If a line of the data below holds the word "forearm", list it.

[Referring expression data]
+-------+

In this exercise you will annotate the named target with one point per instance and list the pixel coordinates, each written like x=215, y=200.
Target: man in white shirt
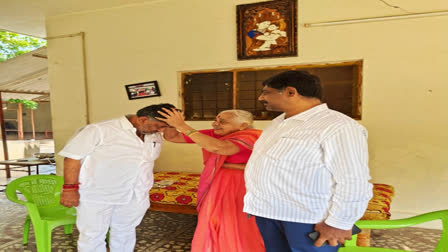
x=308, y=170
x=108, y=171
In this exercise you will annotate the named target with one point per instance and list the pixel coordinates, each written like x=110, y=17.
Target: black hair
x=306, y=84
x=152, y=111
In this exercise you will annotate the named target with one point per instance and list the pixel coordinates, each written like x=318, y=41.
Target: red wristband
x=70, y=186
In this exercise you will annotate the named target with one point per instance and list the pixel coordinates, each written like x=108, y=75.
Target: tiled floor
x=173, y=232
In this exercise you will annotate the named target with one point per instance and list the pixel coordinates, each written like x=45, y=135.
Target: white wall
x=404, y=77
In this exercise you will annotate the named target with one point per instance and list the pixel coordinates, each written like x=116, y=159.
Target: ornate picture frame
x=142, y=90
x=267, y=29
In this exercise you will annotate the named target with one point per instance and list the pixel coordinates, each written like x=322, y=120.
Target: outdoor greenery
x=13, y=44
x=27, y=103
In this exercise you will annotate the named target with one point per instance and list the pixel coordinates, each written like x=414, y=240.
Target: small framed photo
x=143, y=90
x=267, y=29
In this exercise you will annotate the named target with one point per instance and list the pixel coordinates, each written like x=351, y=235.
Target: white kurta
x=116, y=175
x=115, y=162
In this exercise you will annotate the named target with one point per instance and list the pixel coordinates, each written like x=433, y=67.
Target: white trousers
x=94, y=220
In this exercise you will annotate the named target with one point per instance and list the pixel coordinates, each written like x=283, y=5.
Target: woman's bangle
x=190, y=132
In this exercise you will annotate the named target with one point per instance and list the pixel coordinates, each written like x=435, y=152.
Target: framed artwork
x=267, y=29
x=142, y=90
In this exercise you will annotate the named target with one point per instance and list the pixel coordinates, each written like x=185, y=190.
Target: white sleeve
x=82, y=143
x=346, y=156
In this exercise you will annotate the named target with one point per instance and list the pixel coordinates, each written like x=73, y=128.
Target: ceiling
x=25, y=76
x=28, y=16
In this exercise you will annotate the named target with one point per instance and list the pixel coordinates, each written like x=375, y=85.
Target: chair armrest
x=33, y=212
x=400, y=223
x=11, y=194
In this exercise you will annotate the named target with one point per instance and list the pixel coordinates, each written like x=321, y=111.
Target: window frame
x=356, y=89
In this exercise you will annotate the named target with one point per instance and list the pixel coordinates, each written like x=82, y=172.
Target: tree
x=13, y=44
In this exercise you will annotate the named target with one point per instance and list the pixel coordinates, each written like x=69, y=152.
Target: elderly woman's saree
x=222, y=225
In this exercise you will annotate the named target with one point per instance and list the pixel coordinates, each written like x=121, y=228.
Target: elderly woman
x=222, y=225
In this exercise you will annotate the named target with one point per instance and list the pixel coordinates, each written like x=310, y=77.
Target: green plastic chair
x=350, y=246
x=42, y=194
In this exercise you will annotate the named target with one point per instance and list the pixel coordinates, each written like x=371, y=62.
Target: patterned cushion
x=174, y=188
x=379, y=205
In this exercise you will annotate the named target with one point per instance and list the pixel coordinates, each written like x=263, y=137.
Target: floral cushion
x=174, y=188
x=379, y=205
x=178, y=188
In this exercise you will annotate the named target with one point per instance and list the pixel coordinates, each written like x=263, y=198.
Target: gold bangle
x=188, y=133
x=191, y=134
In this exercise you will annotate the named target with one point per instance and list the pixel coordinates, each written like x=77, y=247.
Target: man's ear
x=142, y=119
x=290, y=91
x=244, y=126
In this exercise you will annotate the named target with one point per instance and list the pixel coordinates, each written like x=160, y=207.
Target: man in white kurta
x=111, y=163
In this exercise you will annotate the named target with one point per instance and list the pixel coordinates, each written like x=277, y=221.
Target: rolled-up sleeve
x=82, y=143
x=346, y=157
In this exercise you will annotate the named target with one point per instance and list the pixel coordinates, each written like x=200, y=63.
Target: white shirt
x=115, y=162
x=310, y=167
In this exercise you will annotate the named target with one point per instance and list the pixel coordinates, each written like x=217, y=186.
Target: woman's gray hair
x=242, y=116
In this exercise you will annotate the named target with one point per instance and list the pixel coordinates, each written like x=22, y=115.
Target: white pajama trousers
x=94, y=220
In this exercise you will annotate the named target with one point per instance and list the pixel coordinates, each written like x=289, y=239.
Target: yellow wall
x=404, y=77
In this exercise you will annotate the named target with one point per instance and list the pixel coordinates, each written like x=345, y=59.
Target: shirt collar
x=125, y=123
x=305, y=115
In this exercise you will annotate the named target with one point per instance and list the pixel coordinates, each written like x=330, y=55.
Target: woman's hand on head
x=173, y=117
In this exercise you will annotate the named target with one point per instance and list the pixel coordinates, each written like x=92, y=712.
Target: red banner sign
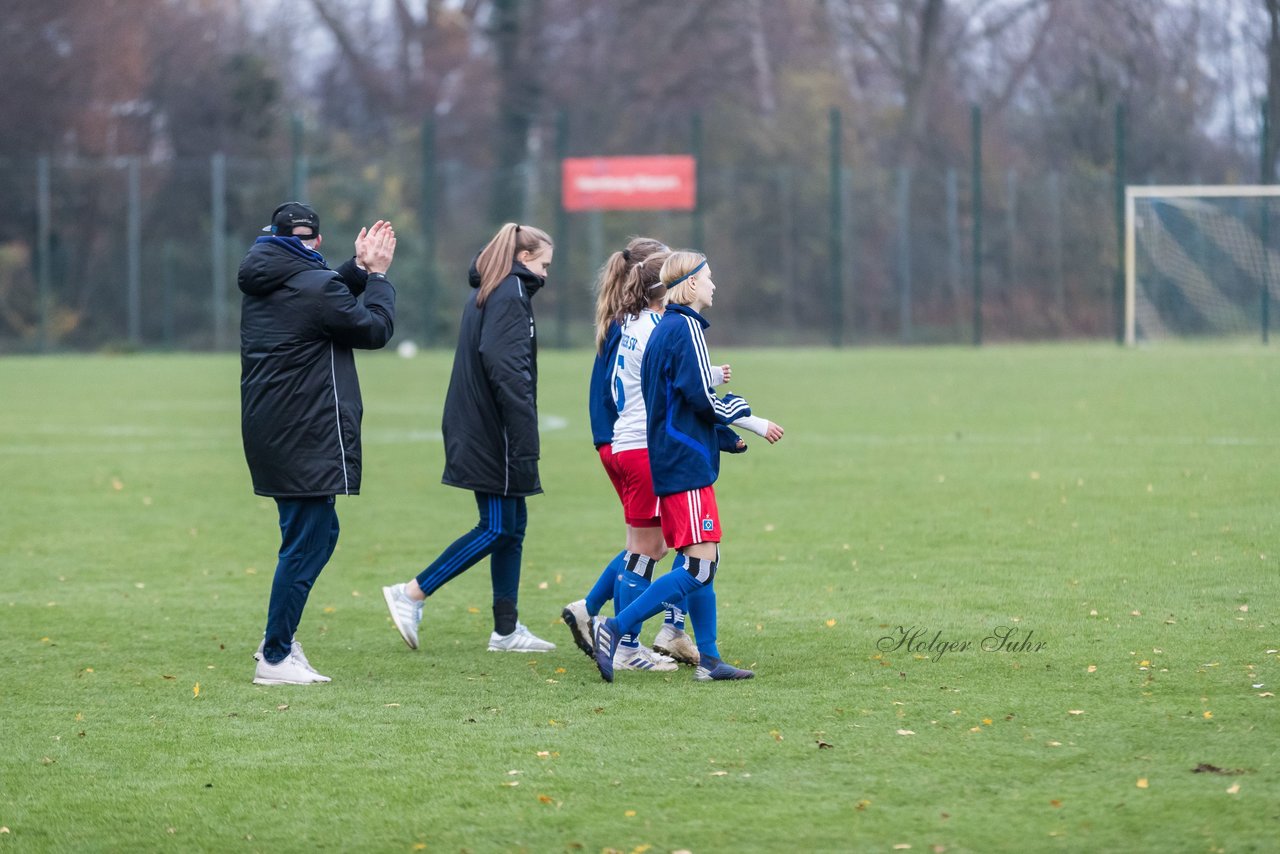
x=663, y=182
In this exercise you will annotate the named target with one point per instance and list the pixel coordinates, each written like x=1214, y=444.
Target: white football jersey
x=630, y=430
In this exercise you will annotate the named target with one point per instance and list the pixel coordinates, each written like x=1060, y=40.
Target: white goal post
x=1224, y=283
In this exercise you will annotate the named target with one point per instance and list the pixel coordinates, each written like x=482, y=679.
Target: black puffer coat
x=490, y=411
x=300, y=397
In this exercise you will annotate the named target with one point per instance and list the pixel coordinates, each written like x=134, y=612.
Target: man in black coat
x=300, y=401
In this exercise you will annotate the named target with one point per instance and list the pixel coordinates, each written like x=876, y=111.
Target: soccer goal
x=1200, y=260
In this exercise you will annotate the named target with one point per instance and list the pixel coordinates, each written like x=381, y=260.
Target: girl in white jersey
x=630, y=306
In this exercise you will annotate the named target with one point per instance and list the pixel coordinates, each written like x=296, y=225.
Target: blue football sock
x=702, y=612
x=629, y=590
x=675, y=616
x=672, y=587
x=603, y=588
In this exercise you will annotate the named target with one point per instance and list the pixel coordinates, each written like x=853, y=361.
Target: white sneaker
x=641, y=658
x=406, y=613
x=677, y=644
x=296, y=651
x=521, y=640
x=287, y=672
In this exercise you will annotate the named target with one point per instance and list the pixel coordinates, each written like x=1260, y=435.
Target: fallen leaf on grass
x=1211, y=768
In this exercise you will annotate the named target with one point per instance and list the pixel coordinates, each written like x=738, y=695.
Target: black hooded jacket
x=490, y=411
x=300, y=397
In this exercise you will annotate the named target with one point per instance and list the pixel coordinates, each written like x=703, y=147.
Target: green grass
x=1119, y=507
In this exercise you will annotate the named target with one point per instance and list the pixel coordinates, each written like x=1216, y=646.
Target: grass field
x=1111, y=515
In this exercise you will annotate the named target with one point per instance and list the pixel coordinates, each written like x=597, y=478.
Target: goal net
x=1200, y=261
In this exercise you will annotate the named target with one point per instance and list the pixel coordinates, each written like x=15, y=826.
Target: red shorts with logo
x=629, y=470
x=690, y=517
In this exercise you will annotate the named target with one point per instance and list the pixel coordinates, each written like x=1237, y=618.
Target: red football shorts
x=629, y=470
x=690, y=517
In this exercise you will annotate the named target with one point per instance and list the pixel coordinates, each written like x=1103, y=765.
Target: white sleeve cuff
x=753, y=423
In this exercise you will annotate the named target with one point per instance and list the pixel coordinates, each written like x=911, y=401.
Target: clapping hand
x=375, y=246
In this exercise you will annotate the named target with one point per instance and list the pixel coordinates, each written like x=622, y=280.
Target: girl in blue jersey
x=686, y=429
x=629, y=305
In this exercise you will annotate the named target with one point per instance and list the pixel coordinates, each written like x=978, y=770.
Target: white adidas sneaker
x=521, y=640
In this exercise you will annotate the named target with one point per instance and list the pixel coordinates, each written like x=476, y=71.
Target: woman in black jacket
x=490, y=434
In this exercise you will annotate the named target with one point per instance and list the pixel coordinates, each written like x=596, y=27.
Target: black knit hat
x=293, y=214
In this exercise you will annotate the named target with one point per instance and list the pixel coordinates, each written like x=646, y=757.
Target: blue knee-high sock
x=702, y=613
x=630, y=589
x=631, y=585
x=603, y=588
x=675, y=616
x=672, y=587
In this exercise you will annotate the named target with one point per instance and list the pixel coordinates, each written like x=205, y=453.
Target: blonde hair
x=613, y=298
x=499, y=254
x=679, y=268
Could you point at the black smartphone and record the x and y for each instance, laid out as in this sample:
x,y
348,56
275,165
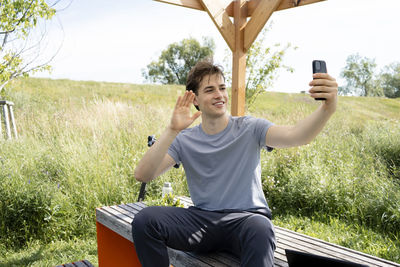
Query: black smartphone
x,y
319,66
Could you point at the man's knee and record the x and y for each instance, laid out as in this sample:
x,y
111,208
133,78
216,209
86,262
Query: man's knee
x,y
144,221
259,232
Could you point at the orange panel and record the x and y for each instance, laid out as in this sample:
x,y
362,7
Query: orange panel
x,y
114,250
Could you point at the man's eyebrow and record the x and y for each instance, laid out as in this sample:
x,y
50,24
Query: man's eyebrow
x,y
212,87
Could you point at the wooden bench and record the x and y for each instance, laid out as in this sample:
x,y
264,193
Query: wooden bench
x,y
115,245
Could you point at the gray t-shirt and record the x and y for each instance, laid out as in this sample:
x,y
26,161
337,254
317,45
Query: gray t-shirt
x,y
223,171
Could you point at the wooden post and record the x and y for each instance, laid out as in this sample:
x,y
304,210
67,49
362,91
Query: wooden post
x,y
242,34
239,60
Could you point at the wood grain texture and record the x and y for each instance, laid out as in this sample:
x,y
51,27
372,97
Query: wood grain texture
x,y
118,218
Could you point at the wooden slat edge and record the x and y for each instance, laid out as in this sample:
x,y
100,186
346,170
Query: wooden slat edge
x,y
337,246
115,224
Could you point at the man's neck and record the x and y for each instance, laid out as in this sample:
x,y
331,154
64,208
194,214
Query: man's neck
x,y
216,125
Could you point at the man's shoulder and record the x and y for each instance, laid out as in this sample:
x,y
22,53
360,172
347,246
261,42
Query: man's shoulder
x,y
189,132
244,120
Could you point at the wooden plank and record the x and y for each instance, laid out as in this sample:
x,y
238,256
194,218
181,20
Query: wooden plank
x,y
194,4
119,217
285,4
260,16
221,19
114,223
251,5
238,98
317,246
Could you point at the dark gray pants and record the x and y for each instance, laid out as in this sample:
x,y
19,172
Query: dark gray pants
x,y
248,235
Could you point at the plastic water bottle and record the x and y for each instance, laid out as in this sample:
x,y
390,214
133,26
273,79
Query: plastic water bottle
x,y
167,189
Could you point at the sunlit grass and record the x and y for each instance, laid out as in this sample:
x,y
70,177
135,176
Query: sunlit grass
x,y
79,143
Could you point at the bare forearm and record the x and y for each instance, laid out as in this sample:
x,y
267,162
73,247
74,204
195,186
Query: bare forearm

+-------+

## WRITTEN SOLUTION
Could you point at the bare forearm and record the x and y for each instance, laid out as in this sample:
Query: bare forearm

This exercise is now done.